> **Required task**:
Turn every row below into a Markdown table with two columns, No. and Line, giving each its number and skipping blank lines.

> **Input**:
-----

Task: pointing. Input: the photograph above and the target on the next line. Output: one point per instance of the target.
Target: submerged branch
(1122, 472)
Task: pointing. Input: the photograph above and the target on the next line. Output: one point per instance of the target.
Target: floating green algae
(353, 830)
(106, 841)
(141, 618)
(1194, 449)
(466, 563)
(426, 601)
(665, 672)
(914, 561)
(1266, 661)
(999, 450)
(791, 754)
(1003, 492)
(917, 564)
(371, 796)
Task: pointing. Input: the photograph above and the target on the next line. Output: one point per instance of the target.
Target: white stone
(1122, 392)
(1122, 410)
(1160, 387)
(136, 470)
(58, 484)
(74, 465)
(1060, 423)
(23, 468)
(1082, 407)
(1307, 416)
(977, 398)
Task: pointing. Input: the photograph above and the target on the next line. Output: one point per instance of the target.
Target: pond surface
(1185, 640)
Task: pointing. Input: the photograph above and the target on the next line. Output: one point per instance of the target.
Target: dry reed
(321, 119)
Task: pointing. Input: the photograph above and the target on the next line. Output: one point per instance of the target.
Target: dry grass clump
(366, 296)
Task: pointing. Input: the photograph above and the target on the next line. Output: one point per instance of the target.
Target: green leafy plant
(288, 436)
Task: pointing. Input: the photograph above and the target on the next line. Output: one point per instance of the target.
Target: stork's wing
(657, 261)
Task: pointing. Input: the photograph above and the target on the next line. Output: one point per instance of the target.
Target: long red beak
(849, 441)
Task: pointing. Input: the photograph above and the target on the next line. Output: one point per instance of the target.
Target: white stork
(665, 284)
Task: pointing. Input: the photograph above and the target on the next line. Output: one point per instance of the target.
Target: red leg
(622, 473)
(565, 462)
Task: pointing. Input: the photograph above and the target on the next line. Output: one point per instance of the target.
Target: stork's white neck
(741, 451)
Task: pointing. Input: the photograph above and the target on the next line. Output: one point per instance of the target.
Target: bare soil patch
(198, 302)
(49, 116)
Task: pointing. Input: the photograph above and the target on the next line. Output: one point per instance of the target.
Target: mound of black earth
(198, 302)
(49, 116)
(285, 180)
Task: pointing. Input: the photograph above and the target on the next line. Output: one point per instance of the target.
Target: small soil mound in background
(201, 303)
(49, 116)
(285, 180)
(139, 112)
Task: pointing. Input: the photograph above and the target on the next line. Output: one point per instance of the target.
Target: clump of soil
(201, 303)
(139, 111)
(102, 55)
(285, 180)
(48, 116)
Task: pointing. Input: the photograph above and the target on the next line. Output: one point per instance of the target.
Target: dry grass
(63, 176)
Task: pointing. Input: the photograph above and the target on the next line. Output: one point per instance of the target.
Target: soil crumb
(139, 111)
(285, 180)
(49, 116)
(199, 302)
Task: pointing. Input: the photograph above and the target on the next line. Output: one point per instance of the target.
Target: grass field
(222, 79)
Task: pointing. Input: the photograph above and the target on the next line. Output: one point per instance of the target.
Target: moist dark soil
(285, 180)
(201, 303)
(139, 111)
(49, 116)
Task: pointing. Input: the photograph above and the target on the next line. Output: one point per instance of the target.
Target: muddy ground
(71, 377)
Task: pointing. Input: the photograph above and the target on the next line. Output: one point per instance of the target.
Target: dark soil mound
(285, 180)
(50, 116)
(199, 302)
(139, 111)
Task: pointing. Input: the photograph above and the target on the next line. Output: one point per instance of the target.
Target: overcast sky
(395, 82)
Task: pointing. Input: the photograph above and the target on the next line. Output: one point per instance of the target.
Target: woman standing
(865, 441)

-----

> **Worked solution**:
| No. | Line |
|---|---|
| 1 | Task: pointing. Input: the photograph above and the target on the next line. Output: one point per instance of the target. |
| 2 | Target: submerged branch |
| 3 | (1122, 472) |
| 4 | Task: pointing. Input: the photograph above and the target on the next line. Output: one point per instance of the target. |
| 5 | Target: floating green algae |
| 6 | (353, 830) |
| 7 | (106, 841) |
| 8 | (141, 618) |
| 9 | (1194, 449) |
| 10 | (466, 563) |
| 11 | (426, 601) |
| 12 | (665, 672) |
| 13 | (914, 561) |
| 14 | (1266, 661) |
| 15 | (999, 450) |
| 16 | (791, 754) |
| 17 | (1003, 492) |
| 18 | (917, 564) |
| 19 | (371, 796) |
| 20 | Task: pointing. Input: the photograph above and the target on the next line. Output: one point per instance of the target. |
| 21 | Target: white stone |
| 22 | (1122, 392) |
| 23 | (1122, 410) |
| 24 | (1160, 387) |
| 25 | (136, 470) |
| 26 | (58, 484) |
| 27 | (74, 465) |
| 28 | (1060, 423) |
| 29 | (23, 468) |
| 30 | (1082, 407) |
| 31 | (1307, 416) |
| 32 | (977, 398) |
| 33 | Task: pointing. Input: the photograph above and the target on the next line. Output: one point per instance of the target. |
| 34 | Target: pond surface |
| 35 | (1185, 640) |
| 36 | Task: pointing. Input: the photograph above and the target on the next line. Output: one point per instance of the target. |
| 37 | Target: dry reed |
| 38 | (321, 119) |
| 39 | Task: pointing. Input: the photograph above and the target on the next line. Output: one point per instance of the target. |
| 40 | Target: dry grass clump |
| 41 | (366, 296) |
| 42 | Task: pointing. Input: the photograph above and the target on the next line. Output: one point per instance of the target. |
| 43 | Target: green leafy plant |
| 44 | (288, 436) |
| 45 | Task: pointing. Input: the photograph above and the target on the next line. Output: one point per instance of the target. |
| 46 | Target: stork's wing |
| 47 | (657, 261) |
| 48 | Task: pointing. Input: the photograph above and the target on the next line. Output: one point per instance of the target. |
| 49 | Target: long red beak |
| 50 | (849, 441) |
| 51 | Task: pointing. Input: the photograph above and the target on the next line. Output: one point per instance of the target. |
| 52 | Target: white stork |
| 53 | (665, 284) |
| 54 | Task: pointing. Input: the photograph above and the target on the next line. Output: one point per instance of the target. |
| 55 | Target: red leg |
| 56 | (622, 473) |
| 57 | (565, 462) |
| 58 | Task: pointing. Input: the photograph above and the target on the next line. Output: one point per instance of the target. |
| 59 | Target: stork's white neck |
| 60 | (741, 451) |
| 61 | Task: pointing. Input: the photograph above and the target on the next line. Output: one point per instance of the target. |
| 62 | Target: bare soil patch |
| 63 | (198, 302) |
| 64 | (49, 116) |
| 65 | Task: pointing. Input: the photograph above and the target on the next line. Output: one point per instance of the target. |
| 66 | Target: mound of black earth |
| 67 | (198, 302) |
| 68 | (49, 116) |
| 69 | (285, 180) |
| 70 | Task: pointing. Input: the photograph above and the target on the next line. Output: one point per instance of the target. |
| 71 | Target: small soil mound in background |
| 72 | (201, 303) |
| 73 | (49, 116) |
| 74 | (285, 180) |
| 75 | (139, 112) |
| 76 | Task: pointing. Input: the photograph above and the target on the next line. Output: one point per instance of the target. |
| 77 | Target: clump of soil |
| 78 | (201, 303) |
| 79 | (139, 111) |
| 80 | (102, 55) |
| 81 | (285, 180) |
| 82 | (48, 116) |
| 83 | Task: pointing. Input: the photograph above and the target on the next line. Output: one point per instance of the target. |
| 84 | Target: dry grass |
| 85 | (63, 176) |
| 86 | Task: pointing. Input: the photograph above and the target on the next line. Output: one point per instance of the target. |
| 87 | Target: soil crumb |
| 88 | (139, 111) |
| 89 | (285, 180) |
| 90 | (49, 116) |
| 91 | (199, 302) |
| 92 | Task: pointing. Input: the photograph above and the target on the next line. Output: one point per instance of the target. |
| 93 | Target: grass field |
| 94 | (222, 79) |
| 95 | Task: pointing. Input: the photograph above and the target on the next line. Output: one point per instance of the target. |
| 96 | Target: moist dark soil |
| 97 | (285, 180) |
| 98 | (201, 303) |
| 99 | (139, 111) |
| 100 | (49, 116) |
| 101 | Task: pointing. Input: the photograph above and the target on the next line. Output: one point per instance of the target. |
| 102 | Target: muddy ground |
| 103 | (71, 377) |
| 104 | Task: pointing. Input: the photograph above and the target on the next line. Output: one point per instance of the target. |
| 105 | Target: dark soil mound |
| 106 | (285, 180) |
| 107 | (50, 116) |
| 108 | (199, 302) |
| 109 | (139, 111) |
| 110 | Task: pointing. Input: the photograph above and the target on the next line. Output: one point per instance of the target. |
| 111 | Target: overcast sky |
| 112 | (395, 82) |
| 113 | Task: pointing. Input: the photograph above and the target on the next line. Output: one point per instance of the target. |
| 114 | Target: woman standing |
| 115 | (865, 441) |